EXTRAIT DU DOCUMENT:
⟨
Et si nous nous attaquions au grand arbre totémique « Démocratie » qui plonge ses racines dans notre inconscient collectif et dont les branches semblent de plus en plus dénudées. Ne serait-il pas temps de tomber en hérésie et de s'échapper des dogmes orthodoxes de la religion démocratique ? D'en faire tomber les tabous pour les questionner, les remettre en cause, nous en délivrer ?

 

Ainsi donc, je livre au lecteur mon analyse et mon constat sur la situation actuelle et sur la manière dont nous pourrions penser l'avenir de notre démocratie et de notre société. Une analyse personnelle dont le seul but est le débat citoyen sur ce site de journalisme citoyen.        

1)      DEMOCRATIE : à jeter ou à repenser ?
⟩
DONNÉES:
⟨
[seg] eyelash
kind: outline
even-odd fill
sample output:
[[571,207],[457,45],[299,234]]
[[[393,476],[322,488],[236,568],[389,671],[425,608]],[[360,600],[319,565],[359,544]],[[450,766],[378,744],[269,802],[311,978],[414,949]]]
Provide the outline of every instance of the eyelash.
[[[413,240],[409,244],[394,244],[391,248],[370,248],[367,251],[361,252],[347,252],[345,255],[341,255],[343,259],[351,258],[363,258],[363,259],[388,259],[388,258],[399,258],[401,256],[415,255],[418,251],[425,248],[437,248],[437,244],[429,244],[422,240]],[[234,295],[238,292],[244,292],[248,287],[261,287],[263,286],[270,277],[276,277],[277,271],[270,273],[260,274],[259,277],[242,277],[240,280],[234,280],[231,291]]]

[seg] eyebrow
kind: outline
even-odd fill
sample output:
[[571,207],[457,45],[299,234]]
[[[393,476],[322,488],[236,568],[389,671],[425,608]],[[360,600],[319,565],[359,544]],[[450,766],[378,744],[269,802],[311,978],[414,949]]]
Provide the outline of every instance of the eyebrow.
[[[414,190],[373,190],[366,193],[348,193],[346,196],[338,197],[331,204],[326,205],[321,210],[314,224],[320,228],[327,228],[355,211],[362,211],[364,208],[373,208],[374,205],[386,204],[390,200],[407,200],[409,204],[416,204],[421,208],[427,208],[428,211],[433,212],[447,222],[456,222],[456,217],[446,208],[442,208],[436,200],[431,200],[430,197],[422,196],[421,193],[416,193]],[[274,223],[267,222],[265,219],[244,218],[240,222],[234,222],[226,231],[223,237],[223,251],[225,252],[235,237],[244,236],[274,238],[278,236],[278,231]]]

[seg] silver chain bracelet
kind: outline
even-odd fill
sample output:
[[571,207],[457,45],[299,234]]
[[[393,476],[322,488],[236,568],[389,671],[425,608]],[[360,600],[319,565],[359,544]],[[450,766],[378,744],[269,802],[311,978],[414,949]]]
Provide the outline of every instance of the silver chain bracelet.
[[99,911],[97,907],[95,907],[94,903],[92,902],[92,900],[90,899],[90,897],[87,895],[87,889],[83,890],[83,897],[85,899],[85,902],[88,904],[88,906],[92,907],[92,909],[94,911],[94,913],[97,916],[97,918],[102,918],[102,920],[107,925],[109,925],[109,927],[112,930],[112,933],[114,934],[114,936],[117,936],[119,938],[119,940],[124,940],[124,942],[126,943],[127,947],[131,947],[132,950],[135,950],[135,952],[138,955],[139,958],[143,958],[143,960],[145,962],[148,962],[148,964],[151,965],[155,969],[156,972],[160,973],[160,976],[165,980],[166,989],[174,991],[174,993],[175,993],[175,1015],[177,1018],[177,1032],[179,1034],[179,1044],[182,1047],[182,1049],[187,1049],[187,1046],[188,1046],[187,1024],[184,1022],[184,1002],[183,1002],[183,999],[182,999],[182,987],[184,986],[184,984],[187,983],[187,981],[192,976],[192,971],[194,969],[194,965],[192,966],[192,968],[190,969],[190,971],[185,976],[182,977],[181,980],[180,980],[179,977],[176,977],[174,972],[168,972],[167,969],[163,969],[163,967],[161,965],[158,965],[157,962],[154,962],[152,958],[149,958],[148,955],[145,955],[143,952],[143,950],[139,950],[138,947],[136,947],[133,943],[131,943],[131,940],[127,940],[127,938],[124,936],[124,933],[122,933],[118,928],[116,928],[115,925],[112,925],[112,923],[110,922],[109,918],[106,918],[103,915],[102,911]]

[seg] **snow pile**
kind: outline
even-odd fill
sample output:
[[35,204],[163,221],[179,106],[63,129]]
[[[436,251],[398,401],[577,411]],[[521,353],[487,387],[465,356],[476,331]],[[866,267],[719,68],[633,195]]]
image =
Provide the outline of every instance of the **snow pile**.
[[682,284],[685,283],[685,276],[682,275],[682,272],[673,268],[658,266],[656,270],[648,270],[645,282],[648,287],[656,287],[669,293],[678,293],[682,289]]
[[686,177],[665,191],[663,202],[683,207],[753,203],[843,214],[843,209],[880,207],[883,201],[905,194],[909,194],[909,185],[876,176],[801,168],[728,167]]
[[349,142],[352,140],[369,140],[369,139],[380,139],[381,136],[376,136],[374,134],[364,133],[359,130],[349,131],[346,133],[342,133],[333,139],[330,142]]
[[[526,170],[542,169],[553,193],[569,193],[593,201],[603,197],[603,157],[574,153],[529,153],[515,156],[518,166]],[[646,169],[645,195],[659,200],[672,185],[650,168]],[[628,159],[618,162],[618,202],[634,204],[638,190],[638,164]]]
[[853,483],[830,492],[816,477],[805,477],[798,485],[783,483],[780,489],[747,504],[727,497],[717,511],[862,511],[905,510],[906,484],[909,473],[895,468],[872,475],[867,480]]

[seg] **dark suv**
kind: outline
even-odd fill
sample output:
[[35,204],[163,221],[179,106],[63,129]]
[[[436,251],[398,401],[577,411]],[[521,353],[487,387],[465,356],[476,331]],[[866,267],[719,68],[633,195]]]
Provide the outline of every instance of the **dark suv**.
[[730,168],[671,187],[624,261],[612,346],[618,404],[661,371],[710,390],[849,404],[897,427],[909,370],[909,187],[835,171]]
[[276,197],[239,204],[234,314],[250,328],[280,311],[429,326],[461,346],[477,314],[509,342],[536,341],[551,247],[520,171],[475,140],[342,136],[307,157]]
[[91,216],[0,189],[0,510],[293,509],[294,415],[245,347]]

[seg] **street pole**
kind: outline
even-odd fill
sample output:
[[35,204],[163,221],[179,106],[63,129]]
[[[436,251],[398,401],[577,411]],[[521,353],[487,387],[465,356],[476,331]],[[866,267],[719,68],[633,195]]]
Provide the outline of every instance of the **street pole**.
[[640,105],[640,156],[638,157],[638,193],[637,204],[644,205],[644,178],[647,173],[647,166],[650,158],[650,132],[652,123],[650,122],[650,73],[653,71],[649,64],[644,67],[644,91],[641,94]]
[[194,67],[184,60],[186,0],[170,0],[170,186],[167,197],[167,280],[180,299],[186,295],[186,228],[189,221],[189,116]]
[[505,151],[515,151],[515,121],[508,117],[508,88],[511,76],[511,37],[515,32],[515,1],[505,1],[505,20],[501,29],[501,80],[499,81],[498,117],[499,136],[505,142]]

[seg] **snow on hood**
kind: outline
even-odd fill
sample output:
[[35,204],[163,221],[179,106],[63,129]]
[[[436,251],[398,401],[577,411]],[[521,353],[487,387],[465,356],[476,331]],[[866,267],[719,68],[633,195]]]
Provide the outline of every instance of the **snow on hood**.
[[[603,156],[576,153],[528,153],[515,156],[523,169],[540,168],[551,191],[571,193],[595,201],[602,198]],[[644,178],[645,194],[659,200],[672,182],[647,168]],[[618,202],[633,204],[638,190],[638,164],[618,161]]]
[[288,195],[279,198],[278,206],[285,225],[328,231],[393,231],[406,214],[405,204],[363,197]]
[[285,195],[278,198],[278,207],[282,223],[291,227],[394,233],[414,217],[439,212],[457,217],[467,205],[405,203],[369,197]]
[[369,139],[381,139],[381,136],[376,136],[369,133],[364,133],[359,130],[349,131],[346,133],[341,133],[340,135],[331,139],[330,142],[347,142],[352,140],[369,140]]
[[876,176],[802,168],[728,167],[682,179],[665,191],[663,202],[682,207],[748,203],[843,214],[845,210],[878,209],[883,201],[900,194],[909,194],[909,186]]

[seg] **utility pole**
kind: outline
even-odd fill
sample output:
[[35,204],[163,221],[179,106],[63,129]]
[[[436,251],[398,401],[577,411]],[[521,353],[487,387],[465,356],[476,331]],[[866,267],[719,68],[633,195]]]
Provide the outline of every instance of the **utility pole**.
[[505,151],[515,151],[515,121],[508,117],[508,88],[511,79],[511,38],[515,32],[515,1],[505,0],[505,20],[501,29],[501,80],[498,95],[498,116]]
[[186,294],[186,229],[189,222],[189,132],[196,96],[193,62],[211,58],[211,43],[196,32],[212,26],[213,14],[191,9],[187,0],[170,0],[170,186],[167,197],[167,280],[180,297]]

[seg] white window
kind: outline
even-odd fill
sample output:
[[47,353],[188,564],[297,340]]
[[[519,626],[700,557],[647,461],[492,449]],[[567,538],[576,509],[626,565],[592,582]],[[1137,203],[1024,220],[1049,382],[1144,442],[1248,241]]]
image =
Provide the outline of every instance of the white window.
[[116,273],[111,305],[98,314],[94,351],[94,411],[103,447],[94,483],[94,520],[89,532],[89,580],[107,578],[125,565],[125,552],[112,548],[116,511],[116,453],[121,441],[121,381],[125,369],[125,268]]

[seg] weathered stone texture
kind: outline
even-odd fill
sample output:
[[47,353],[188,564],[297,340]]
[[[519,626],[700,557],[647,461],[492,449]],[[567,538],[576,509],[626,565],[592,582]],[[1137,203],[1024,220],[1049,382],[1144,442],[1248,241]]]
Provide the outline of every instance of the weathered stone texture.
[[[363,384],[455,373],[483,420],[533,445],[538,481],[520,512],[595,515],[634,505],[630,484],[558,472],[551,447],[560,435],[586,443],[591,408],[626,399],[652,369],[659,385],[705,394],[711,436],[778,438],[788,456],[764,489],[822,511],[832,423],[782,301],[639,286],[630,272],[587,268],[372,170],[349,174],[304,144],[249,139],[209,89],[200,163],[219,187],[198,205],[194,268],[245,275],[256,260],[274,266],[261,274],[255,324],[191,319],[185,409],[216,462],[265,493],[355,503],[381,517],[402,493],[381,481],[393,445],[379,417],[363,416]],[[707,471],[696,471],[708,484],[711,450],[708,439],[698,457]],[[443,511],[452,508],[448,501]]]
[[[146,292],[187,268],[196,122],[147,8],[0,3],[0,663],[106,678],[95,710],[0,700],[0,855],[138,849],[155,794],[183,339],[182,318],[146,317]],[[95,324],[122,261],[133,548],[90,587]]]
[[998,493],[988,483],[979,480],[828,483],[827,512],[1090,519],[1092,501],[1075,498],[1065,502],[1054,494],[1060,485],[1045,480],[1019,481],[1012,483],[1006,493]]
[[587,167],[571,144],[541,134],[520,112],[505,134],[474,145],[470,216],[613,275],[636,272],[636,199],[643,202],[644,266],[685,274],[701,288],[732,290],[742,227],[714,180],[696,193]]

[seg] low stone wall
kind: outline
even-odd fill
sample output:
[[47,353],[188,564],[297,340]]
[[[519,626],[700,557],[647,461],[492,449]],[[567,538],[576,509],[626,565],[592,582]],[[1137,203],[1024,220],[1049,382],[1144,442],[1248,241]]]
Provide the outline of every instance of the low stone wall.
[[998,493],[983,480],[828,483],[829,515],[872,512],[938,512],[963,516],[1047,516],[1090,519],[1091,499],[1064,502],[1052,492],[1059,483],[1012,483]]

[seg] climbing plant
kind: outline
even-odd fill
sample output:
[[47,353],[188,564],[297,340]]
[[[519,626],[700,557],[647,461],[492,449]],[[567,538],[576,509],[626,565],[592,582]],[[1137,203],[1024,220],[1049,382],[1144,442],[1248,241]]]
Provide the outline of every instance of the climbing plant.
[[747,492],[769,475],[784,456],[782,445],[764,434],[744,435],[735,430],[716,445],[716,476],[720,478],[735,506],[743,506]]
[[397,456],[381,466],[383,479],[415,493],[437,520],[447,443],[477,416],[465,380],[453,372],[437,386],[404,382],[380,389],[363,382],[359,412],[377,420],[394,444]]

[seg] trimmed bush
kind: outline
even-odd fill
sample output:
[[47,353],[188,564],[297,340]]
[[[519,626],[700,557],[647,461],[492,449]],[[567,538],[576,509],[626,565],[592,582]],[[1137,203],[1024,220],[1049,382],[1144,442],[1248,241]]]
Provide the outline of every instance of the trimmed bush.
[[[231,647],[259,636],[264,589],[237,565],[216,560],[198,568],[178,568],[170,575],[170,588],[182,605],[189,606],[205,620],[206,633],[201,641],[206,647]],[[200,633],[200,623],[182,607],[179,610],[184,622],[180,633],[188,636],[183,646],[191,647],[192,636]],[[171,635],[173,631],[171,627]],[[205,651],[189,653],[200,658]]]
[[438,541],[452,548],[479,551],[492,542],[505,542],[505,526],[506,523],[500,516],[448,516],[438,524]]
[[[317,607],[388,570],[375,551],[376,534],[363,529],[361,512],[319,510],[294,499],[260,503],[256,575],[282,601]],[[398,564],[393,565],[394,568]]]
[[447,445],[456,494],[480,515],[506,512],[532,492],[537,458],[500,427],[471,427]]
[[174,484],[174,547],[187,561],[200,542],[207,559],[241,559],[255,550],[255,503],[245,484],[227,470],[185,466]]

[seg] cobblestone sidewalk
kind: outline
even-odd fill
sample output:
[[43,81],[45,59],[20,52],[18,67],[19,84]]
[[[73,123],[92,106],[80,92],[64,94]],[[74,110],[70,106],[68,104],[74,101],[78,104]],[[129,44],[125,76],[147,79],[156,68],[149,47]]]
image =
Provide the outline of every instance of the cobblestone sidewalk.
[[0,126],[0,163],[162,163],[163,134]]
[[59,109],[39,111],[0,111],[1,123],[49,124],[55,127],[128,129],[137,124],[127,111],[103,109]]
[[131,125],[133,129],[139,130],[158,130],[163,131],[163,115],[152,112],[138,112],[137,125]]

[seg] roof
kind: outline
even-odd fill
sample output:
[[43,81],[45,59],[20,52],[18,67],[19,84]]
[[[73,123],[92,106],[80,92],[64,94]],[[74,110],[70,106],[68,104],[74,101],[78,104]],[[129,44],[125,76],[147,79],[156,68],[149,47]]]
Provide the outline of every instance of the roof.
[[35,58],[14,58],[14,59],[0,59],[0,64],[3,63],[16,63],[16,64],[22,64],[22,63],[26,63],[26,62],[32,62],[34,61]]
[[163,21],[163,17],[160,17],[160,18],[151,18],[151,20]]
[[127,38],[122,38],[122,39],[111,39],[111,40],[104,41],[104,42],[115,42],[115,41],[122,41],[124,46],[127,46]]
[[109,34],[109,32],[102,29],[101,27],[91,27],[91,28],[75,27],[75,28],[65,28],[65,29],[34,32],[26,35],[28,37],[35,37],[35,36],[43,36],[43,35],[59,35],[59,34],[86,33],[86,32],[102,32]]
⟩
CONSIGNES DE L'EXERCICE:
1 - Recopiez sans rien changer le passage de l'extrait sur la démocratie qui commence par « Ainsi donc, je » et se termine par « ou à repenser ? ».
2 - Répétez à l'identique les lignes de données en partant de celle qui contient « [seg] silver chain bracelet » et en terminant par celle qui contient « Provide the outline of every instance of the silver », ces deux lignes incluses.

RÉPONSES DE L'EXERCICE:
1 -
Ainsi donc, je livre au lecteur mon analyse et mon constat sur la situation actuelle et sur la manière dont nous pourrions penser l'avenir de notre démocratie et de notre société. Une analyse personnelle dont le seul but est le débat citoyen sur ce site de journalisme citoyen.        

1)      DEMOCRATIE : à jeter ou à repenser ?

2 -
[seg] silver chain bracelet
kind: outline
even-odd fill
sample output:
[[571,207],[457,45],[299,234]]
[[[393,476],[322,488],[236,568],[389,671],[425,608]],[[360,600],[319,565],[359,544]],[[450,766],[378,744],[269,802],[311,978],[414,949]]]
Provide the outline of every instance of the silver chain bracelet.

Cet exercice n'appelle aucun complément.